● **Source passage**:
———
Multiple definition of static constexpr data member with C++11 and 17

Florian Weimer fweimer@redhat.com
Mon Aug 16 15:48:52 GMT 2021


* Jonathan Wakely:

> On Mon, 16 Aug 2021 at 13:47, Florian Weimer <fweimer@redhat.com> wrote:
>>
>> * Jonathan Wakely:
>>
>> > On Mon, 16 Aug 2021 at 10:59, Florian Weimer wrote:
>> >>
>> >> * Jonathan Wakely via Gcc-help:
>> >>
>> >> > I'm not sure if GCC should change, or if the linker should be changed
>> >> > to permit a single non-weak non-UNIQUE definition to be merged with
>> >> > zero or more UNIQUE definitions. As a workaround you can compile the
>> >> > C++17 code with -fno-gnu-unique so that GCC uses a weak symbol, but
>> >> > that isn't a good solution in general (the unique binding exists for
>> >> > good reasons).
>> >>
>> >> What are those reasons, exactly?
>> >
>> > I think it was added to ensure uniqueness of static objects across
>> > libraries opened with RTLD_LOCAL.
>>
>> Hmm, that makes some sense.  The glibc implementation is not really
>> structured in such a way that it is obvious that this is the goal.
———
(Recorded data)
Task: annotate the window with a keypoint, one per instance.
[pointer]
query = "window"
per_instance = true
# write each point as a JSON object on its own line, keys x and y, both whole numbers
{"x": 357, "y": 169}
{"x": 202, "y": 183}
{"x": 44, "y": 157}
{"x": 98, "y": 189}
———
● **Requests**:
1 > Answer these questions about the mailing-list message on static constexpr data members:
(a) Which compiler option does the suggested workaround use for the C++17 code?
(b) What kind of symbol does GCC use when that option is given?
(c) What does Jonathan Wakely think the unique binding was added to ensure?
2 > Resume the mailing-list message on static constexpr data members from where it stops.

● **Answers to the problems**:
1 >
(a) -fno-gnu-unique
(b) A weak symbol.
(c) The uniqueness of static objects across libraries opened with RTLD_LOCAL.

2 >
>> (glibc knows what it has loaded, so it could search just that, and not
>> construct a separate hash table.)
>>
>> >> I've been trying to find a rationale and specification of
>> >> STB_GNU_UNIQUE, but have not been successful.
>> >>
>> >> The glibc implementation does not handle symbol versions, it ignores
>> >> them.  It's not entirely clear to me if this is a bug.
>> >
>> > Does anybody use it with more than one symbol version though?
>>
>> libstdc++?
>
> There are no symbols in libstdc++ that exist with multiple versions.

I think someone complained that a versioned libc++ had a symbol clash
with libstdc++ through STB_GNU_UNIQUE symbols.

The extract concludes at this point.